- [Set problem] Output the records as a JSON list of strings, one string per line, with blank lines left out. Include only the lines from the one containing "When you have a moment, could you identify where the blue" through the end of the records.

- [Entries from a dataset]
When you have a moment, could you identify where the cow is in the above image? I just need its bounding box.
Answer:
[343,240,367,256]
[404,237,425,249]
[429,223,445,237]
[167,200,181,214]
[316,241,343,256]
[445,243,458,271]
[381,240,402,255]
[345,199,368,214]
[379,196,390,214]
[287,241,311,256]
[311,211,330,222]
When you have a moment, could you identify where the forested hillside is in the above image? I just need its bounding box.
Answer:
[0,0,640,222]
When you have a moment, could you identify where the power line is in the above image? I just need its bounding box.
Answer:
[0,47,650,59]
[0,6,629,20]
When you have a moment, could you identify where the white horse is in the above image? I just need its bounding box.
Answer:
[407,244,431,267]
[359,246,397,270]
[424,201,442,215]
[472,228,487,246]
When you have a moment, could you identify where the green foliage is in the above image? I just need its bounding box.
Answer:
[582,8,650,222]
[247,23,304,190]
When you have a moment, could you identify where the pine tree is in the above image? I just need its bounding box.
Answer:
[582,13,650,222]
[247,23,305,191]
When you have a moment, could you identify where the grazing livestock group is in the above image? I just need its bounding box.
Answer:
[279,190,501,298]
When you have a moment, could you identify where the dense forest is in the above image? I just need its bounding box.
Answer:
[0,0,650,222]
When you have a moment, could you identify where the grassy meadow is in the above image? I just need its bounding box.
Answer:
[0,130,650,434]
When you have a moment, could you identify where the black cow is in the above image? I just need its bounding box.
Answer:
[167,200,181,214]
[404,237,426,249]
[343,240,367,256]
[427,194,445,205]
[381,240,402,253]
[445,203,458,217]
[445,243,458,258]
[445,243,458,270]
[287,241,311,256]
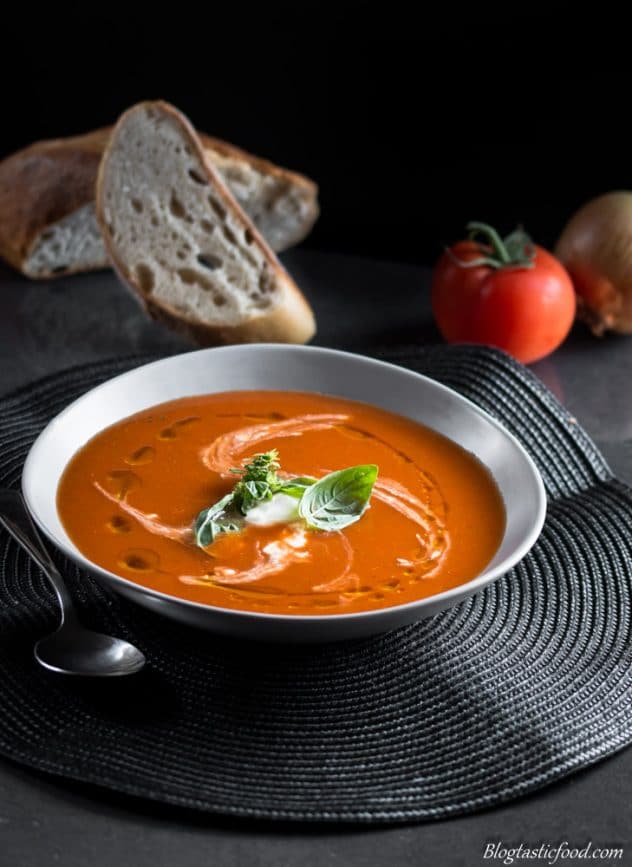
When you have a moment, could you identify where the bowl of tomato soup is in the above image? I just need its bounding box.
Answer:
[22,345,546,641]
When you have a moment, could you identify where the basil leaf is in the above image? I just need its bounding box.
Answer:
[275,476,316,500]
[239,480,272,515]
[193,491,240,548]
[298,464,378,530]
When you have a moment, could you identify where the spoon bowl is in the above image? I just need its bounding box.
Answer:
[35,621,145,677]
[0,490,145,677]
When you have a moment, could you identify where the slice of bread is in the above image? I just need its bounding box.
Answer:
[0,127,318,279]
[96,102,315,345]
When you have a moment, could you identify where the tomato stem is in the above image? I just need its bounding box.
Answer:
[465,222,511,267]
[448,222,535,269]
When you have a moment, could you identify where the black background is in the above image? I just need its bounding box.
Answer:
[0,0,632,263]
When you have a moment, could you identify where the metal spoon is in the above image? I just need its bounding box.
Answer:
[0,490,145,677]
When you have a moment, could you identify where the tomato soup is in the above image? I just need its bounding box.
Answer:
[57,391,505,615]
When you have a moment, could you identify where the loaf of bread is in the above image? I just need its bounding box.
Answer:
[0,127,318,279]
[96,102,315,344]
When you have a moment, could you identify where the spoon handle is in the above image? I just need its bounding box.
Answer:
[0,488,74,623]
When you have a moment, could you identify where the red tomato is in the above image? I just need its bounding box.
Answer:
[432,224,575,364]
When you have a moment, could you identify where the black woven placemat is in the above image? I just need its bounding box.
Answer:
[0,347,632,822]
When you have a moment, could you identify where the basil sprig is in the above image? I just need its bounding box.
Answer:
[193,491,241,548]
[298,464,378,530]
[193,449,378,548]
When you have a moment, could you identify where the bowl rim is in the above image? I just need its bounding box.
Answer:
[21,343,547,624]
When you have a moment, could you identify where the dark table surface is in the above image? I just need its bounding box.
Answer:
[0,250,632,867]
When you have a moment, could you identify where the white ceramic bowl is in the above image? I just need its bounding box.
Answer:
[22,344,546,641]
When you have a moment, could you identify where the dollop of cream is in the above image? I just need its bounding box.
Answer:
[245,494,299,527]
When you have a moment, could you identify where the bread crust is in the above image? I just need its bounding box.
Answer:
[0,128,109,270]
[0,126,319,279]
[96,100,316,346]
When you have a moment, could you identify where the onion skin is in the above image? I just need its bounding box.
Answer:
[555,191,632,336]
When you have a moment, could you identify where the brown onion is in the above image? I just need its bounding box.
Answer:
[555,191,632,335]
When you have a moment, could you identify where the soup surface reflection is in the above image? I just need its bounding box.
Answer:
[57,391,505,615]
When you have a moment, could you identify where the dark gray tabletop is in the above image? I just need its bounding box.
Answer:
[0,250,632,867]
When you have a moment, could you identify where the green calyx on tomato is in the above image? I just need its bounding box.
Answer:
[446,222,535,268]
[431,223,575,364]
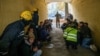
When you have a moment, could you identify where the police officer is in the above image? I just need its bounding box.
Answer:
[0,11,32,56]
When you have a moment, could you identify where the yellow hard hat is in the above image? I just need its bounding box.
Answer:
[20,11,32,21]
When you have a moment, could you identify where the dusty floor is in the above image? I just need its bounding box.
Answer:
[43,28,100,56]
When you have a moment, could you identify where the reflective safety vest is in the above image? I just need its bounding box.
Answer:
[63,27,78,42]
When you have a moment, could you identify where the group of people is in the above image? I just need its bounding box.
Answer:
[0,10,52,56]
[61,14,92,49]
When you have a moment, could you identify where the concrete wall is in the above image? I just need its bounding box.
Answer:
[0,0,47,35]
[71,0,100,48]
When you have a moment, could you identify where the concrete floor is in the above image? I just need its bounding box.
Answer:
[43,28,100,56]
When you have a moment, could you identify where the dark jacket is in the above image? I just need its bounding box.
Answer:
[18,40,33,56]
[0,20,25,56]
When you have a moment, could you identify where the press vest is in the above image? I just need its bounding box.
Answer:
[63,27,77,42]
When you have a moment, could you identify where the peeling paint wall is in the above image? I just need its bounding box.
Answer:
[0,0,47,35]
[71,0,100,48]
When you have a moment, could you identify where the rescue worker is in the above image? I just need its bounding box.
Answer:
[55,12,61,27]
[0,11,32,56]
[63,23,78,49]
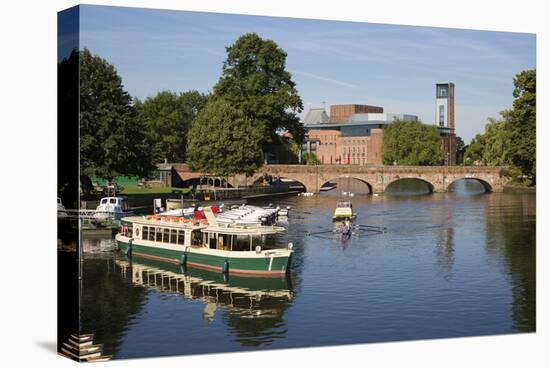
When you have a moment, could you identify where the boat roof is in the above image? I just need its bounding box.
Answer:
[336,201,351,208]
[201,224,285,236]
[121,216,285,236]
[121,216,208,229]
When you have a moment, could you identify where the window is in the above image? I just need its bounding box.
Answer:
[178,231,185,245]
[437,85,448,98]
[141,226,149,240]
[191,230,202,246]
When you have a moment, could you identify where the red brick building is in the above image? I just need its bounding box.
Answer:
[303,83,456,165]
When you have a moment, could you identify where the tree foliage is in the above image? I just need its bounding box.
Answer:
[135,91,208,162]
[382,120,444,166]
[187,98,262,176]
[502,69,537,183]
[79,49,154,179]
[465,118,511,166]
[465,69,536,184]
[214,33,305,151]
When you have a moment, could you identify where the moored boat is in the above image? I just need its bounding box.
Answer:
[93,196,132,221]
[116,207,293,277]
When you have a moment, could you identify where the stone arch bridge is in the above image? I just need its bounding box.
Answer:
[173,164,508,194]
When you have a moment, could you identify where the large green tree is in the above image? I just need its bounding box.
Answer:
[465,69,536,184]
[382,120,444,166]
[214,33,305,151]
[134,91,208,162]
[502,69,537,183]
[79,49,154,180]
[187,98,262,177]
[465,118,511,166]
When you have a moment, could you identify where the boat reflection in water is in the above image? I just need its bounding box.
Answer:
[116,257,292,321]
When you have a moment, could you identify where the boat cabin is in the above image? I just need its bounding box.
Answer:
[120,217,284,251]
[98,196,130,211]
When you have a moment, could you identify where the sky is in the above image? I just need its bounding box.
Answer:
[72,5,536,144]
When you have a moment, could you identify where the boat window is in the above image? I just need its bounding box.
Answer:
[178,231,185,245]
[191,230,202,246]
[208,233,216,249]
[141,226,149,240]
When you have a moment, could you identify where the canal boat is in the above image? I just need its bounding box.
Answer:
[57,198,67,219]
[115,207,293,277]
[332,201,355,221]
[92,196,132,222]
[216,205,280,225]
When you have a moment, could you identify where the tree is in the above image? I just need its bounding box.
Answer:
[79,49,154,180]
[465,69,536,185]
[382,120,444,166]
[501,69,537,184]
[214,33,305,151]
[187,98,262,177]
[464,134,485,166]
[135,91,208,162]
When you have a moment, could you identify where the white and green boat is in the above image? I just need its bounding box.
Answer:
[116,207,293,277]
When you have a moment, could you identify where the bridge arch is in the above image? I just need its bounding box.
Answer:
[384,177,435,194]
[447,177,493,193]
[175,176,233,187]
[319,175,374,195]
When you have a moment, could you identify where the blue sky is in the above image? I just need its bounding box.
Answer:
[75,6,536,143]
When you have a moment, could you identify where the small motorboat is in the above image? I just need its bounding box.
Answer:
[92,196,132,221]
[332,201,355,221]
[340,220,352,237]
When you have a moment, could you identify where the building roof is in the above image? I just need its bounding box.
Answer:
[303,108,329,125]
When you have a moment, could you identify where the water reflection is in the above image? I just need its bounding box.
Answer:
[116,258,293,346]
[486,194,536,332]
[385,178,433,196]
[63,190,536,358]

- [Exercise output]
[
  "When you have a moment, could you identify where the blue sky is in the above image? I just need its bounding box.",
  "Answer:",
  "[75,6,536,143]",
  "When you have a moment, could you identify where the small motorboat is in the above image? I just need its bounding box.",
  "Answer:",
  "[92,196,132,221]",
  "[332,201,355,221]",
  "[340,220,352,237]",
  "When you have a moment, could you identify where the building roof is in the above image? I just need its bounding box.",
  "Answer:",
  "[303,108,329,125]",
  "When you have a moment, could you identify where the water reflection is in the above image? I just need its bounding box.",
  "Answer:",
  "[116,258,293,346]",
  "[486,194,536,332]",
  "[385,178,433,196]",
  "[63,190,536,358]"
]